┏━━
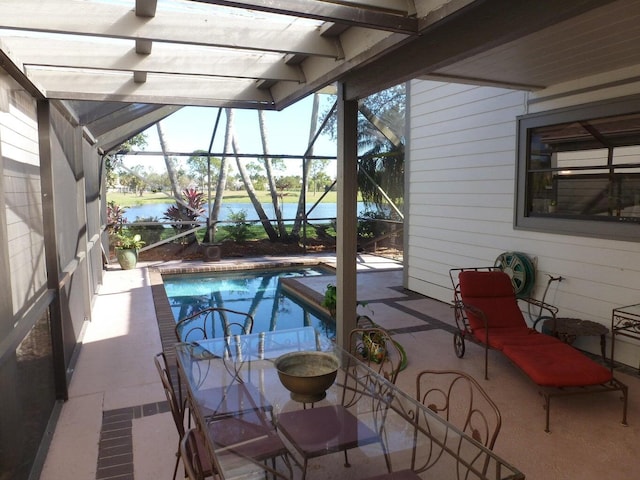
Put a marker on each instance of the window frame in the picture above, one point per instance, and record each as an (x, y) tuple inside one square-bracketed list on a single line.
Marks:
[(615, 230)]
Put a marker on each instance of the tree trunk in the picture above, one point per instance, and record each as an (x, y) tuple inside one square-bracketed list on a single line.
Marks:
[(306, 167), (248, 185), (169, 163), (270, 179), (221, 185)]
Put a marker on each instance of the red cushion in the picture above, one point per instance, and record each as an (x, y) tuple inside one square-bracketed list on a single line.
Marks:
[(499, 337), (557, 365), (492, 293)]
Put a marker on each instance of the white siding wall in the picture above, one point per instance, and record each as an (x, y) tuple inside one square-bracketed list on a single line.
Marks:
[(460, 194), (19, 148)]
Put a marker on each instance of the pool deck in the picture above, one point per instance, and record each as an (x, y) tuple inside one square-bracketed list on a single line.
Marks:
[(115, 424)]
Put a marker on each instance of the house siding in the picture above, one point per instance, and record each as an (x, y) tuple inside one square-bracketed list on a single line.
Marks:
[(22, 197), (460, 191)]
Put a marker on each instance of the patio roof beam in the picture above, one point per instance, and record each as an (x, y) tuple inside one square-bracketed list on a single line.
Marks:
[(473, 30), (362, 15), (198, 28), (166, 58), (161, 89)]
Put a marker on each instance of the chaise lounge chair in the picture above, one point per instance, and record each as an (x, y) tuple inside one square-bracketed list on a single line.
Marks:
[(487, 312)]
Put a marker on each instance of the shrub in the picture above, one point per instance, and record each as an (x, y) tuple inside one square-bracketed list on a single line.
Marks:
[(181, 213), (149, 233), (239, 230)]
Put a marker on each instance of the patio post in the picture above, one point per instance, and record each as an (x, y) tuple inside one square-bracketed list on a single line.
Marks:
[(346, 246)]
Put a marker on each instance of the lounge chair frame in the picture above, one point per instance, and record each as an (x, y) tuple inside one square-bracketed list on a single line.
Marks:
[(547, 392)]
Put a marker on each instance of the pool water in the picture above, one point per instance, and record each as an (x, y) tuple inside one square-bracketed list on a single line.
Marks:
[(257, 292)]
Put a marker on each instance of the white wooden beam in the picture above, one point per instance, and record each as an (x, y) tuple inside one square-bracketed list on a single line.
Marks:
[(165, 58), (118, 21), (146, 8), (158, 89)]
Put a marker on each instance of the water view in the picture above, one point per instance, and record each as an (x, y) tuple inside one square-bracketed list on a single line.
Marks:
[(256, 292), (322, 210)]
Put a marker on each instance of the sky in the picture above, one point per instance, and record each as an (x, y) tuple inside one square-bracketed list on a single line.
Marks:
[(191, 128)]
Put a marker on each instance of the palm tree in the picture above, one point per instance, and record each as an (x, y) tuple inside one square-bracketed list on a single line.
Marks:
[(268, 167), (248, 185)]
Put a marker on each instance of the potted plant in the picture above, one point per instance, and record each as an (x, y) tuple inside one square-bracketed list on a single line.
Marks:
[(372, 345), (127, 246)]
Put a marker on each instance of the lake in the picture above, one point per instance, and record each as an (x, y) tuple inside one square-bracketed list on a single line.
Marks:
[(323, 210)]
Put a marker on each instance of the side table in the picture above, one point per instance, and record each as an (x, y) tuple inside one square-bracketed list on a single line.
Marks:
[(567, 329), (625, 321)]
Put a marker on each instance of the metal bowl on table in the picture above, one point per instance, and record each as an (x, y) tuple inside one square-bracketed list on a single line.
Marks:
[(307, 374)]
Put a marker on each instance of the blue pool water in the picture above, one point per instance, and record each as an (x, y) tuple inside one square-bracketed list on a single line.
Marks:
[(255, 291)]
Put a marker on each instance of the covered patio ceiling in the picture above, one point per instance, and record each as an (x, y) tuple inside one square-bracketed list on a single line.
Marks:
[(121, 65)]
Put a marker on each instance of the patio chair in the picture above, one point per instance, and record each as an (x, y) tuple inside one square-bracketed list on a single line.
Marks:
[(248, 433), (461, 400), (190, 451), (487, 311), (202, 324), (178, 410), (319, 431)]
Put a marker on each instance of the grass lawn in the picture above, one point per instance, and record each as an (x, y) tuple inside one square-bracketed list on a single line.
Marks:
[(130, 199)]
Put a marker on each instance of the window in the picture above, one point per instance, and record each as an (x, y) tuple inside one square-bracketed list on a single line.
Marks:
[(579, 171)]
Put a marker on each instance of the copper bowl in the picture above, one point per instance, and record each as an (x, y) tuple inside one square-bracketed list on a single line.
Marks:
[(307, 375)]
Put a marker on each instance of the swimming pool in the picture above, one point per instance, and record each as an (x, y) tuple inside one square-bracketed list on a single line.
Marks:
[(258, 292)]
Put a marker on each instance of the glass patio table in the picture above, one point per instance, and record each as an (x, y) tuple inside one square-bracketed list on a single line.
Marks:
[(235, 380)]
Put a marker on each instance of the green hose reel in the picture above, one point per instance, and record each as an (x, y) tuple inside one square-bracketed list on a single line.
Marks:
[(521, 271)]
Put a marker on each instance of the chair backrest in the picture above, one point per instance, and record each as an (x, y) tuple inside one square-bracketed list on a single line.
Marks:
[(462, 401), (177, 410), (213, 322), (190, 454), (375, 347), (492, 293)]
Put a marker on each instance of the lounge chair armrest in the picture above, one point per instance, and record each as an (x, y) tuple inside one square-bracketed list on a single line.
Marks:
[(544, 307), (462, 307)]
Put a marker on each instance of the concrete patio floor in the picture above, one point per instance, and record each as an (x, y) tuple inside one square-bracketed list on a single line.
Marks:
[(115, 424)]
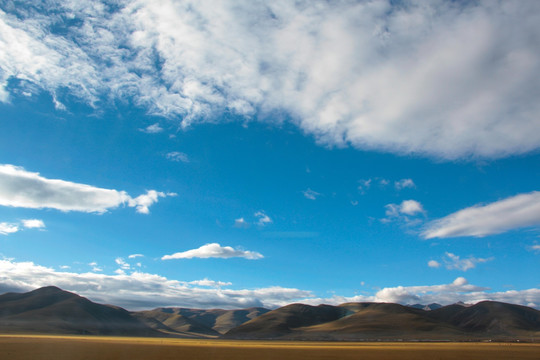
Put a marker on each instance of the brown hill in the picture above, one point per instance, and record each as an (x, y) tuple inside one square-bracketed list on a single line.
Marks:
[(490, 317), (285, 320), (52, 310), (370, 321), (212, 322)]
┗━━
┏━━
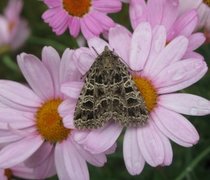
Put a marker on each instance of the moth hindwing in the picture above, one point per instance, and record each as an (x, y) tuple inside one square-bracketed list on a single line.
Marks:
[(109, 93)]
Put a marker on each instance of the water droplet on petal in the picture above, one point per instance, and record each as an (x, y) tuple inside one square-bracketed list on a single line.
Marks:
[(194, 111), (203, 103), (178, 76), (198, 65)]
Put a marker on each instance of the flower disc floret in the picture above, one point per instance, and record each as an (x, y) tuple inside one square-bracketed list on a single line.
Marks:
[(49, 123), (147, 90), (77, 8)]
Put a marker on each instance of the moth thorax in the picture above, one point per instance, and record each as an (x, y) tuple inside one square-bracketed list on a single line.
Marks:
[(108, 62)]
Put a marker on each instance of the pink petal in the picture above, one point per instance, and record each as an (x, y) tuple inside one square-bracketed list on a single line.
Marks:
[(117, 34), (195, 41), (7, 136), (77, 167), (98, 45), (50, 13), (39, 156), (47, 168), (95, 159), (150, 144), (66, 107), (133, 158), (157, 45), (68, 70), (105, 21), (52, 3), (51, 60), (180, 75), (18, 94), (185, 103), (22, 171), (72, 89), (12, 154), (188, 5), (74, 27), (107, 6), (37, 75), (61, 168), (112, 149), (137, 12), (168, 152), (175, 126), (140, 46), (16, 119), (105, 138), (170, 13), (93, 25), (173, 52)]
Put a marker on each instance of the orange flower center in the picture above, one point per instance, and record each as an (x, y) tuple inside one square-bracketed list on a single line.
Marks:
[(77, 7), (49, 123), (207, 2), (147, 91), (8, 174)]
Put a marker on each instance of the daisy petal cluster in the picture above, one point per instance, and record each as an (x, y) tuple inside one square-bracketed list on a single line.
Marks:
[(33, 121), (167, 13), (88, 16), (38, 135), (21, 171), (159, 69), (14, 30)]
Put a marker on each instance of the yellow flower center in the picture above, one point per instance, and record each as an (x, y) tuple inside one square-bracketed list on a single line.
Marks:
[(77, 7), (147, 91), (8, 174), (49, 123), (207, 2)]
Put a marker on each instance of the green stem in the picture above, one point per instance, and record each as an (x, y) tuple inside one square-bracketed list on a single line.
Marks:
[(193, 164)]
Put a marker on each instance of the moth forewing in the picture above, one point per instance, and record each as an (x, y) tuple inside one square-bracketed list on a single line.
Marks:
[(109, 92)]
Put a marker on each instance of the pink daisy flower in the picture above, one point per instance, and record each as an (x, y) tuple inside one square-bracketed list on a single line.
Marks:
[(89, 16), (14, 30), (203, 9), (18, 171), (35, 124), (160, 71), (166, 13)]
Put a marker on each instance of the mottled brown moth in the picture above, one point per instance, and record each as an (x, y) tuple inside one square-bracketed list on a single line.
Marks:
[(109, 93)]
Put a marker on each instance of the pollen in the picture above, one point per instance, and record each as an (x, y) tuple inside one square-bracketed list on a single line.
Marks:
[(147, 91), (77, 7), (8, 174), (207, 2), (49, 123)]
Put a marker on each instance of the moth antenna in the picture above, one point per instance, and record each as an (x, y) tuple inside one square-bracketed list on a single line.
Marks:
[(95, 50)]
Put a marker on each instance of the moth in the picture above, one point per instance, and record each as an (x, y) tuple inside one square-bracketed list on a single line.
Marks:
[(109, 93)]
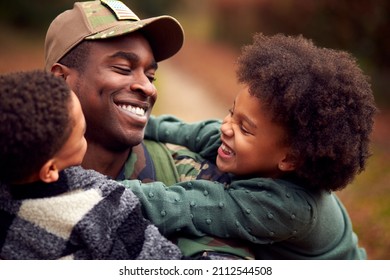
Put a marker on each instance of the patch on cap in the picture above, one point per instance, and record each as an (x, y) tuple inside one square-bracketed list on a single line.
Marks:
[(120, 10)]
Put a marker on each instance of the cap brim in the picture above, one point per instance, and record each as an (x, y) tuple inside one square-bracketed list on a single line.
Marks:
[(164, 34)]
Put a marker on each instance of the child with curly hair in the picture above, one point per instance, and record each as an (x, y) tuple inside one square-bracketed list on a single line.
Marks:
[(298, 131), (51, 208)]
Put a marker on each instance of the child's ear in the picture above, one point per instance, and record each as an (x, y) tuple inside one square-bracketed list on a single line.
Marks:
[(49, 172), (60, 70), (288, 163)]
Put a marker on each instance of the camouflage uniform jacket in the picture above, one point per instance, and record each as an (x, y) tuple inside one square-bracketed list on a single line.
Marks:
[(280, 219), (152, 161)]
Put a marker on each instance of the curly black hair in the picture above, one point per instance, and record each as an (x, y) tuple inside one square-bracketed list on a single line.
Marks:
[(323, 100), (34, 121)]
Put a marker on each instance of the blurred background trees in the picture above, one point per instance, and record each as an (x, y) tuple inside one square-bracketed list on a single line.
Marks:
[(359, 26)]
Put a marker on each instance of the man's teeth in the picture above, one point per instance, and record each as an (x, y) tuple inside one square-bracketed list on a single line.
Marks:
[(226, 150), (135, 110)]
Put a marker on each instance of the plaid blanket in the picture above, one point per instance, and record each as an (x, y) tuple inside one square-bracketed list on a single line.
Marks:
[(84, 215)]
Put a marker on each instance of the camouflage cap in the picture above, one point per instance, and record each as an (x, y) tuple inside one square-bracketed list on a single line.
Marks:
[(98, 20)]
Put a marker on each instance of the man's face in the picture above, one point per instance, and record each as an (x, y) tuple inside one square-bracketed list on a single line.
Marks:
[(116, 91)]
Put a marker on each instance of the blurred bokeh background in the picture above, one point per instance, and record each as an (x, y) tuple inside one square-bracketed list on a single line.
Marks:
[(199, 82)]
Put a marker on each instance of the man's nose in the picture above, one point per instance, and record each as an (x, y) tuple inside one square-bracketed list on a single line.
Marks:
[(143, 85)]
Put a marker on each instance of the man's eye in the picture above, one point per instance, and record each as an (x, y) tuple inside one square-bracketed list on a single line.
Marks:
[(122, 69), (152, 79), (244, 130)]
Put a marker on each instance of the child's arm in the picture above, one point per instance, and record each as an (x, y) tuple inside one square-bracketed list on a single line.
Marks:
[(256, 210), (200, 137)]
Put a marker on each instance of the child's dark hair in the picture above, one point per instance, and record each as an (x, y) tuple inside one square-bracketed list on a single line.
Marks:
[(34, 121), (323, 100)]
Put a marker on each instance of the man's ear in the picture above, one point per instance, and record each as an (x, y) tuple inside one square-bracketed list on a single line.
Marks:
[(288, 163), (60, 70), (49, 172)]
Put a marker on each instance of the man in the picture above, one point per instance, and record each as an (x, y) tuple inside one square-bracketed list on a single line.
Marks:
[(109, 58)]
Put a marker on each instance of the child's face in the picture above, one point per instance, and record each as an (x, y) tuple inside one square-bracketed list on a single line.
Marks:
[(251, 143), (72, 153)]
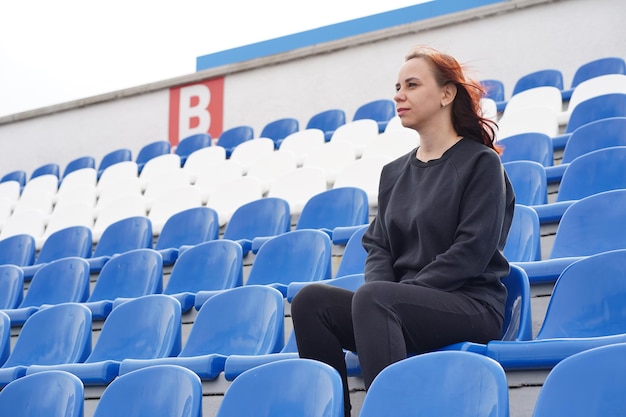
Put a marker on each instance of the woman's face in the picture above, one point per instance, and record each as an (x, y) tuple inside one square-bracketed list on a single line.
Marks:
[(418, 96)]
┗━━
┏━━
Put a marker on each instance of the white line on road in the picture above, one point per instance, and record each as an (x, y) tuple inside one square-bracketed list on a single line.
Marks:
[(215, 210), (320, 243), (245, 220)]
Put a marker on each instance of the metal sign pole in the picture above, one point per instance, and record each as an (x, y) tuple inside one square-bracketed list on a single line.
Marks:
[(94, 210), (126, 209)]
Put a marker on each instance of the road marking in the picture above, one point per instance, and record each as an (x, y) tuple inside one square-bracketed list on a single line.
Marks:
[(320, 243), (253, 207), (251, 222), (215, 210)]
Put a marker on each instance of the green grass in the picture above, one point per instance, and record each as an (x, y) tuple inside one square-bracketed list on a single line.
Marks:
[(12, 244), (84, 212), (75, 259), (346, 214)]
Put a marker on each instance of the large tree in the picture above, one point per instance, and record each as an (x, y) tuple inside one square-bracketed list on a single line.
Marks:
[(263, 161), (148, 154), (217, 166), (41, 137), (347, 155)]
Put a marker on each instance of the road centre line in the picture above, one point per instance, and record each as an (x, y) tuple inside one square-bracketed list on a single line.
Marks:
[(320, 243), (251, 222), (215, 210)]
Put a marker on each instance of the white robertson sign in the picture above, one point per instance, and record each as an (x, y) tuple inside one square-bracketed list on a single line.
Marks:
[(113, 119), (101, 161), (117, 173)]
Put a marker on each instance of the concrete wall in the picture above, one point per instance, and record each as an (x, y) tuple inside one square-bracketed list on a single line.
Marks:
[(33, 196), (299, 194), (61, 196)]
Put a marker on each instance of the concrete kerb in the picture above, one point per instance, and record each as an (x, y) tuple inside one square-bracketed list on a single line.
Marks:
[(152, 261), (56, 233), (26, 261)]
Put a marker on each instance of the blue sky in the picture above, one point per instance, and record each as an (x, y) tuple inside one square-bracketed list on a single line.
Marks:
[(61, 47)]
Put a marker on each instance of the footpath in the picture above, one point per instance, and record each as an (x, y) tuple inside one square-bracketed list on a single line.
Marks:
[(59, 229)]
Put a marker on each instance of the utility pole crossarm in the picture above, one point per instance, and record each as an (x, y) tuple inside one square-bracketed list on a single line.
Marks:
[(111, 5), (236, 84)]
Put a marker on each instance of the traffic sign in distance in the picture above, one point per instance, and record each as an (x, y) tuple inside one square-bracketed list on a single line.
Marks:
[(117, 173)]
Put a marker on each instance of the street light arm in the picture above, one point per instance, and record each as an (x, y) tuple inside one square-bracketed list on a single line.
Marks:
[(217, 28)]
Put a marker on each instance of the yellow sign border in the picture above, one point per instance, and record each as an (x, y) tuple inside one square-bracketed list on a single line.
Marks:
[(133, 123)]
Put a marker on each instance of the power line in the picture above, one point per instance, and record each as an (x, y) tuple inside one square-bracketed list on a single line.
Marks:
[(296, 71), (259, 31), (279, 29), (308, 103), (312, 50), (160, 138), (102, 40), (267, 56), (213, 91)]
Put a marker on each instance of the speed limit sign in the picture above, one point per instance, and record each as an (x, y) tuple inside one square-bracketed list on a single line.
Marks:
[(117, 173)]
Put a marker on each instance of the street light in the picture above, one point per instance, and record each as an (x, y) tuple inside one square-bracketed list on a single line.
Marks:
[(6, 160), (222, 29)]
┗━━
[What you need to do]
Quote, word for word, the stretch of lines from the one containing "Put a marker on each instance of the lake" through the one containing "[(323, 210)]", including both of those lines.

[Reply to the exercise]
Put a marker on each instance of the lake in the picture above, one point per instance, and record each as an (x, y) tuple inside one square-bracketed list on a single line.
Marks:
[(323, 210)]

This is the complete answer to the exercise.